“Fundamental balances imply that non-OPEC countries have to sanction more projects because, every year, non-OPEC production has declined.”

Paul HORSNELL Head of Commodities Research STANDARD CHARTERED BANK

Not too big to shale

April 5, 2017

TOGY talks to Paul Horsnell, head of commodities research at Standard Chartered Bank, about OPEC, oil prices and the USA's energy policy. The bank provides advisory, mergers and acquisitions, and structured financing services for the oil and gas industry.

Standard Chartered Bank operates six offices in the USA where it provides corporate and institutional banking services. The US entity is a licensed subsidiary of Standard Chartered, a London-based international banking and financial services firm whose main business activities exist in Asia, Africa and the Middle East.

• On new E&P projects: “Fundamental balances imply that non-OPEC countries have to sanction more projects because, every year, non-OPEC production has declined. There are more than 50 million bopd in global production that are non-shale, and the average decline rate is 6-7%. That means that every year 3.5 million bopd of new output is required just to sustain global production.”

• On OPEC and oil prices:
“If you check back through the cycles, the market has always ended up in an equilibrium where OPEC is reasonably happy with the outcome. This one is not going to be any different.”

» **What to do**: Return, word for word, the portion of the oil market interview that opens with the words containing "Not too big" and closes with "and gas industry.".

» **Records provided**:
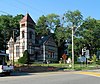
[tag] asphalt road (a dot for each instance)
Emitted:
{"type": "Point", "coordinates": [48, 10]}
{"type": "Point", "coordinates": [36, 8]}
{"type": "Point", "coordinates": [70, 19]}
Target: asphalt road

» **Completed task**:
Not too big to shale

April 5, 2017

TOGY talks to Paul Horsnell, head of commodities research at Standard Chartered Bank, about OPEC, oil prices and the USA's energy policy. The bank provides advisory, mergers and acquisitions, and structured financing services for the oil and gas industry.